## Set exercise
Extract each line in the items below that contains the string "paper". Case counts.

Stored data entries
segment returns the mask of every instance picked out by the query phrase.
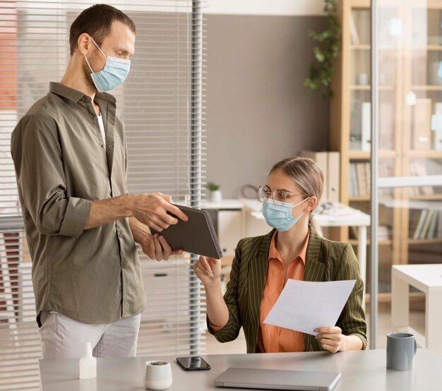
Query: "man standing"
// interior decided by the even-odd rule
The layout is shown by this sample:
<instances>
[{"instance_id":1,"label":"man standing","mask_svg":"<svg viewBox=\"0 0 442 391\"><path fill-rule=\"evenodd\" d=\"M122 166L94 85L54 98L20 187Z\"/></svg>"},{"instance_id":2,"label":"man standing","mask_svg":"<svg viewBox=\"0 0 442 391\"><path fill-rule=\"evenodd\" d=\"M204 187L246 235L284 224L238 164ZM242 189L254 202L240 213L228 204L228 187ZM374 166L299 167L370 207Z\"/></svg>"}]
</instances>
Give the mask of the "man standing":
<instances>
[{"instance_id":1,"label":"man standing","mask_svg":"<svg viewBox=\"0 0 442 391\"><path fill-rule=\"evenodd\" d=\"M105 4L71 26L61 82L20 120L11 137L44 359L134 356L145 307L135 242L168 259L152 235L186 216L160 193L129 195L127 148L115 98L134 53L136 28Z\"/></svg>"}]
</instances>

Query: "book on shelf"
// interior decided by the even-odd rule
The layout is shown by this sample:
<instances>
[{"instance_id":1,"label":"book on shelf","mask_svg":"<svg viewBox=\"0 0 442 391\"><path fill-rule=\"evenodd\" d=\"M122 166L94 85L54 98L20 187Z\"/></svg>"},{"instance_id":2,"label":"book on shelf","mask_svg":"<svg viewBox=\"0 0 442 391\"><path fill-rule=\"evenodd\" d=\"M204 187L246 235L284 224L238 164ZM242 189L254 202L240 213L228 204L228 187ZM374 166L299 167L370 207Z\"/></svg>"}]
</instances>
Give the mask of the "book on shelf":
<instances>
[{"instance_id":1,"label":"book on shelf","mask_svg":"<svg viewBox=\"0 0 442 391\"><path fill-rule=\"evenodd\" d=\"M416 229L414 229L414 233L413 234L414 239L420 239L422 230L424 229L424 224L425 224L425 219L426 219L427 215L428 209L422 209L421 214L419 217L419 220L416 226Z\"/></svg>"},{"instance_id":2,"label":"book on shelf","mask_svg":"<svg viewBox=\"0 0 442 391\"><path fill-rule=\"evenodd\" d=\"M327 152L327 199L332 203L338 203L340 198L340 153Z\"/></svg>"},{"instance_id":3,"label":"book on shelf","mask_svg":"<svg viewBox=\"0 0 442 391\"><path fill-rule=\"evenodd\" d=\"M413 239L442 239L442 210L431 208L421 210Z\"/></svg>"},{"instance_id":4,"label":"book on shelf","mask_svg":"<svg viewBox=\"0 0 442 391\"><path fill-rule=\"evenodd\" d=\"M356 23L354 23L354 18L353 14L350 13L350 41L352 44L360 44L361 40L359 40L359 35L357 33L357 28L356 28Z\"/></svg>"},{"instance_id":5,"label":"book on shelf","mask_svg":"<svg viewBox=\"0 0 442 391\"><path fill-rule=\"evenodd\" d=\"M436 237L438 239L442 239L442 210L438 210Z\"/></svg>"},{"instance_id":6,"label":"book on shelf","mask_svg":"<svg viewBox=\"0 0 442 391\"><path fill-rule=\"evenodd\" d=\"M437 223L439 218L439 211L434 210L433 216L428 226L428 231L426 234L427 239L434 239L437 238Z\"/></svg>"},{"instance_id":7,"label":"book on shelf","mask_svg":"<svg viewBox=\"0 0 442 391\"><path fill-rule=\"evenodd\" d=\"M354 163L350 163L349 169L349 184L348 191L349 196L350 197L355 197L359 196L359 191L358 190L357 184L357 174L356 172L356 164Z\"/></svg>"},{"instance_id":8,"label":"book on shelf","mask_svg":"<svg viewBox=\"0 0 442 391\"><path fill-rule=\"evenodd\" d=\"M412 148L429 150L431 138L431 100L418 98L412 118Z\"/></svg>"},{"instance_id":9,"label":"book on shelf","mask_svg":"<svg viewBox=\"0 0 442 391\"><path fill-rule=\"evenodd\" d=\"M356 164L356 174L357 175L357 189L358 189L358 196L366 196L366 185L365 183L366 181L366 175L365 175L365 163L363 162L357 162Z\"/></svg>"},{"instance_id":10,"label":"book on shelf","mask_svg":"<svg viewBox=\"0 0 442 391\"><path fill-rule=\"evenodd\" d=\"M431 219L433 218L433 215L434 215L434 209L429 209L426 215L425 216L425 220L424 221L424 224L422 225L422 231L420 232L420 235L419 236L419 239L424 239L427 237L429 234L429 227L430 227L430 222Z\"/></svg>"},{"instance_id":11,"label":"book on shelf","mask_svg":"<svg viewBox=\"0 0 442 391\"><path fill-rule=\"evenodd\" d=\"M433 148L440 151L442 150L442 102L436 102L434 104L434 113L431 116Z\"/></svg>"},{"instance_id":12,"label":"book on shelf","mask_svg":"<svg viewBox=\"0 0 442 391\"><path fill-rule=\"evenodd\" d=\"M369 151L371 148L371 103L363 102L361 110L361 149Z\"/></svg>"},{"instance_id":13,"label":"book on shelf","mask_svg":"<svg viewBox=\"0 0 442 391\"><path fill-rule=\"evenodd\" d=\"M311 151L304 150L299 154L304 157L314 160L321 167L324 176L321 200L335 202L340 200L340 155L338 152Z\"/></svg>"}]
</instances>

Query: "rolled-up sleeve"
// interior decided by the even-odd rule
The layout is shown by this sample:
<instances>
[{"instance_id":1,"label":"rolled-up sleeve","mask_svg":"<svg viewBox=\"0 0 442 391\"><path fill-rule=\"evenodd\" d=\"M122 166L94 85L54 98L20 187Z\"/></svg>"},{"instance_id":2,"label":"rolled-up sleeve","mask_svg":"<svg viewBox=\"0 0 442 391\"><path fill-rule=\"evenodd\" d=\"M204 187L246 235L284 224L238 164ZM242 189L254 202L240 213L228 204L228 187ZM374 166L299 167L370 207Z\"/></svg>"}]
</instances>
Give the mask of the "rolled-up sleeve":
<instances>
[{"instance_id":1,"label":"rolled-up sleeve","mask_svg":"<svg viewBox=\"0 0 442 391\"><path fill-rule=\"evenodd\" d=\"M335 279L356 280L352 293L338 320L337 325L342 330L342 334L345 335L357 335L362 341L362 349L365 349L367 338L366 323L362 308L364 281L359 273L357 258L350 244L347 244L344 248Z\"/></svg>"},{"instance_id":2,"label":"rolled-up sleeve","mask_svg":"<svg viewBox=\"0 0 442 391\"><path fill-rule=\"evenodd\" d=\"M81 235L91 201L67 197L62 152L54 119L24 116L11 138L11 153L23 200L44 235Z\"/></svg>"},{"instance_id":3,"label":"rolled-up sleeve","mask_svg":"<svg viewBox=\"0 0 442 391\"><path fill-rule=\"evenodd\" d=\"M241 243L237 246L235 256L232 263L230 278L227 283L224 301L229 310L229 320L223 327L212 327L210 321L207 317L208 330L213 334L220 342L229 342L234 340L239 334L242 326L238 303L238 287L239 284L239 269L241 265Z\"/></svg>"}]
</instances>

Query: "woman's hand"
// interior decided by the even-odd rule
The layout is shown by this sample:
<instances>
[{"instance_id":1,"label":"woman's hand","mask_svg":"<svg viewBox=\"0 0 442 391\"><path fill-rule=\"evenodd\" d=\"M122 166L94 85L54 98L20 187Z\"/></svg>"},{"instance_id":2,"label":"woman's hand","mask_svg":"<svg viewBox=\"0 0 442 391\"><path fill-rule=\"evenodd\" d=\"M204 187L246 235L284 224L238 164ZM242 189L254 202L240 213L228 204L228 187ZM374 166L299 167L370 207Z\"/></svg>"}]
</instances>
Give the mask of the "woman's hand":
<instances>
[{"instance_id":1,"label":"woman's hand","mask_svg":"<svg viewBox=\"0 0 442 391\"><path fill-rule=\"evenodd\" d=\"M346 335L342 334L342 330L338 326L331 327L318 327L313 331L318 332L315 338L319 341L323 349L336 353L345 349Z\"/></svg>"},{"instance_id":2,"label":"woman's hand","mask_svg":"<svg viewBox=\"0 0 442 391\"><path fill-rule=\"evenodd\" d=\"M205 287L210 285L220 278L221 260L201 255L193 264L193 271Z\"/></svg>"}]
</instances>

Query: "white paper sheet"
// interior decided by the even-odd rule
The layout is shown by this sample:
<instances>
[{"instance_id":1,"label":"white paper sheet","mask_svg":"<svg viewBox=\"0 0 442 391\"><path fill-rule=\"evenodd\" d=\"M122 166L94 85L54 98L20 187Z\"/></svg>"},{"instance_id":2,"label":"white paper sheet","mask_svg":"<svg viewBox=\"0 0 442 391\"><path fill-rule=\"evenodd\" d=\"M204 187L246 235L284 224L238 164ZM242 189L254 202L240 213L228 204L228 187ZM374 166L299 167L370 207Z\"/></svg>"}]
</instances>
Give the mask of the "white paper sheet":
<instances>
[{"instance_id":1,"label":"white paper sheet","mask_svg":"<svg viewBox=\"0 0 442 391\"><path fill-rule=\"evenodd\" d=\"M355 282L289 279L264 323L316 335L314 329L336 324Z\"/></svg>"}]
</instances>

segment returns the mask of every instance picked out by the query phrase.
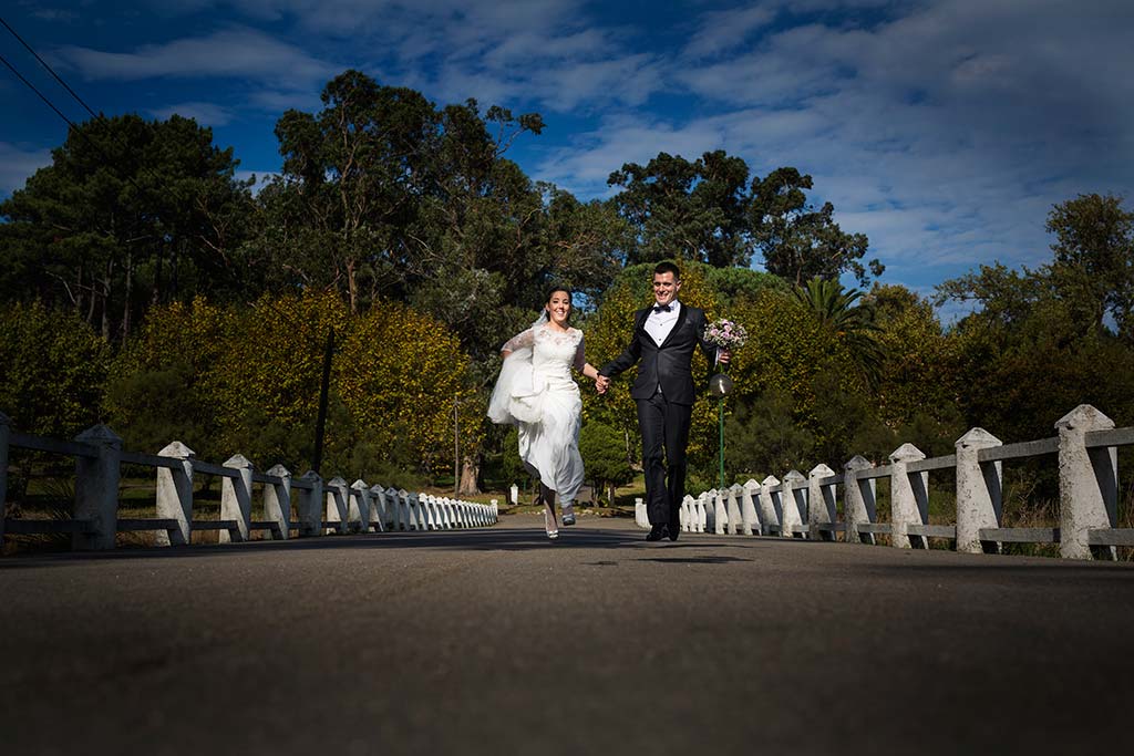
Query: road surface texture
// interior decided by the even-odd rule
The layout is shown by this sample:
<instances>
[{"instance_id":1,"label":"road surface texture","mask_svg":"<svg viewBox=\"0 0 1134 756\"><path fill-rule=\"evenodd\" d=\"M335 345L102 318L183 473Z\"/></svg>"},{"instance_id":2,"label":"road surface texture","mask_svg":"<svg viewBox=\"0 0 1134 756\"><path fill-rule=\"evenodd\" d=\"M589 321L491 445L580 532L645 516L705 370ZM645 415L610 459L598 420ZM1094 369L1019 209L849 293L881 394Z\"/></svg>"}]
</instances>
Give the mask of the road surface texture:
<instances>
[{"instance_id":1,"label":"road surface texture","mask_svg":"<svg viewBox=\"0 0 1134 756\"><path fill-rule=\"evenodd\" d=\"M561 533L6 558L2 750L1131 747L1132 564Z\"/></svg>"}]
</instances>

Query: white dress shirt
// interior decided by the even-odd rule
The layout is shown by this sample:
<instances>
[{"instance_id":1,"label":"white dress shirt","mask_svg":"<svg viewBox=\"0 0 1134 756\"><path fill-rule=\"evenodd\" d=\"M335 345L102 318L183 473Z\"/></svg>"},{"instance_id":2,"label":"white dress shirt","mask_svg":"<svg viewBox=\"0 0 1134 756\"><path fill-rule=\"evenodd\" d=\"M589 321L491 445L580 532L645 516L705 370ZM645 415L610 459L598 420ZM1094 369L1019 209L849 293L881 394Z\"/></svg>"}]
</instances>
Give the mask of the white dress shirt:
<instances>
[{"instance_id":1,"label":"white dress shirt","mask_svg":"<svg viewBox=\"0 0 1134 756\"><path fill-rule=\"evenodd\" d=\"M658 303L654 303L653 306L657 307ZM650 334L650 338L659 347L666 340L666 337L669 335L669 332L674 330L674 325L677 324L677 314L682 312L682 303L677 299L669 303L669 306L670 311L668 313L651 311L643 326L645 328L645 332Z\"/></svg>"}]
</instances>

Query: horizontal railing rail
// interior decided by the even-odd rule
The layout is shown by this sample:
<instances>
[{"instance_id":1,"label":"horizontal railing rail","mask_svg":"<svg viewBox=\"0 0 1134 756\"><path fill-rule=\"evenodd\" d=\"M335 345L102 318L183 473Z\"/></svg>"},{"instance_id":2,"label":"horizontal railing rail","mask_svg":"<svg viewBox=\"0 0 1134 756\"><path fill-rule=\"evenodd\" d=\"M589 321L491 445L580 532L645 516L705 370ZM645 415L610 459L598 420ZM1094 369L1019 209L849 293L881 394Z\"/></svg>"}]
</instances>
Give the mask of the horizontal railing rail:
<instances>
[{"instance_id":1,"label":"horizontal railing rail","mask_svg":"<svg viewBox=\"0 0 1134 756\"><path fill-rule=\"evenodd\" d=\"M69 518L24 519L0 516L0 540L6 535L70 534L74 549L113 549L119 533L153 533L158 545L183 545L193 533L217 532L221 543L248 541L252 533L286 540L293 533L316 536L330 533L438 530L494 525L496 500L484 504L426 493L370 485L341 477L323 481L307 472L293 477L280 465L257 472L235 455L222 465L196 459L192 449L175 441L156 455L127 451L113 431L96 425L73 441L20 433L0 413L0 513L6 513L10 449L46 452L75 459L75 502ZM155 470L156 517L119 517L122 467ZM195 476L221 481L220 516L195 517ZM260 484L263 519L252 519L253 498Z\"/></svg>"},{"instance_id":2,"label":"horizontal railing rail","mask_svg":"<svg viewBox=\"0 0 1134 756\"><path fill-rule=\"evenodd\" d=\"M1055 427L1055 438L1009 444L972 428L957 440L953 455L926 458L907 443L890 455L888 465L855 457L841 474L819 465L807 476L790 470L782 481L768 476L763 482L686 495L682 528L820 541L836 541L843 534L855 543L877 543L875 536L886 535L891 545L905 549L926 549L929 538L946 538L968 553L1000 552L1006 543L1058 544L1064 558L1115 559L1116 547L1134 546L1134 528L1119 527L1117 511L1117 449L1134 445L1134 427L1116 428L1090 405L1080 405ZM1059 470L1059 523L1007 527L1002 464L1052 456ZM929 474L940 470L954 473L955 518L931 524ZM889 523L878 521L874 486L883 478L890 484Z\"/></svg>"}]
</instances>

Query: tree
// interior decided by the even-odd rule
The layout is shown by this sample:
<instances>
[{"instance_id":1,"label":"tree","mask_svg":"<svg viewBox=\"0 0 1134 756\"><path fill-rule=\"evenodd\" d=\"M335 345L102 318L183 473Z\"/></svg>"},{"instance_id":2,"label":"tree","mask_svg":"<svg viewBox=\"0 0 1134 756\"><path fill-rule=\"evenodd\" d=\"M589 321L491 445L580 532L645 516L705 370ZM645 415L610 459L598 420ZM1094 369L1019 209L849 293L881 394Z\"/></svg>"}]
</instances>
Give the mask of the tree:
<instances>
[{"instance_id":1,"label":"tree","mask_svg":"<svg viewBox=\"0 0 1134 756\"><path fill-rule=\"evenodd\" d=\"M604 423L585 423L579 432L578 452L595 491L607 493L613 507L615 489L634 479L623 434Z\"/></svg>"},{"instance_id":2,"label":"tree","mask_svg":"<svg viewBox=\"0 0 1134 756\"><path fill-rule=\"evenodd\" d=\"M1097 329L1114 318L1134 345L1134 212L1122 197L1080 195L1056 205L1047 230L1056 235L1052 274L1061 288L1077 290L1086 317Z\"/></svg>"},{"instance_id":3,"label":"tree","mask_svg":"<svg viewBox=\"0 0 1134 756\"><path fill-rule=\"evenodd\" d=\"M74 311L0 306L0 411L17 431L69 439L102 417L109 357Z\"/></svg>"},{"instance_id":4,"label":"tree","mask_svg":"<svg viewBox=\"0 0 1134 756\"><path fill-rule=\"evenodd\" d=\"M831 203L819 210L807 204L804 189L811 188L811 176L795 168L752 179L748 223L768 271L796 286L814 277L838 279L848 271L861 286L868 282L868 269L875 278L881 275L885 266L878 260L866 266L860 262L869 247L866 236L843 231L832 219Z\"/></svg>"},{"instance_id":5,"label":"tree","mask_svg":"<svg viewBox=\"0 0 1134 756\"><path fill-rule=\"evenodd\" d=\"M866 382L877 385L885 359L878 342L881 329L874 322L874 311L870 304L860 301L862 291L845 290L838 281L815 277L806 286L792 289L792 294L846 345Z\"/></svg>"},{"instance_id":6,"label":"tree","mask_svg":"<svg viewBox=\"0 0 1134 756\"><path fill-rule=\"evenodd\" d=\"M79 125L0 204L0 291L73 307L107 340L125 339L152 303L239 294L251 195L236 165L179 116Z\"/></svg>"},{"instance_id":7,"label":"tree","mask_svg":"<svg viewBox=\"0 0 1134 756\"><path fill-rule=\"evenodd\" d=\"M293 280L341 291L358 312L405 274L403 231L431 188L440 117L420 92L357 70L331 79L321 99L319 113L288 110L276 125L284 170L265 189L259 244Z\"/></svg>"},{"instance_id":8,"label":"tree","mask_svg":"<svg viewBox=\"0 0 1134 756\"><path fill-rule=\"evenodd\" d=\"M717 267L746 266L752 257L745 222L748 167L723 150L689 162L658 153L645 165L626 163L607 184L611 199L634 229L627 264L672 257Z\"/></svg>"},{"instance_id":9,"label":"tree","mask_svg":"<svg viewBox=\"0 0 1134 756\"><path fill-rule=\"evenodd\" d=\"M328 469L451 469L454 399L462 449L479 453L484 408L456 335L400 303L352 315L325 291L265 296L252 307L198 299L154 308L117 360L107 402L115 427L146 450L177 439L205 459L239 451L261 467L302 472L314 457L331 329Z\"/></svg>"}]
</instances>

## Written solution
Query: "white paper sheet"
[{"instance_id":1,"label":"white paper sheet","mask_svg":"<svg viewBox=\"0 0 442 391\"><path fill-rule=\"evenodd\" d=\"M122 166L94 85L54 98L20 187Z\"/></svg>"},{"instance_id":2,"label":"white paper sheet","mask_svg":"<svg viewBox=\"0 0 442 391\"><path fill-rule=\"evenodd\" d=\"M204 187L246 235L284 224L238 164ZM242 189L254 202L240 213L228 204L228 187ZM374 166L299 167L370 207Z\"/></svg>"}]
Give the mask of the "white paper sheet":
[{"instance_id":1,"label":"white paper sheet","mask_svg":"<svg viewBox=\"0 0 442 391\"><path fill-rule=\"evenodd\" d=\"M355 282L289 279L264 323L316 335L314 329L336 324Z\"/></svg>"}]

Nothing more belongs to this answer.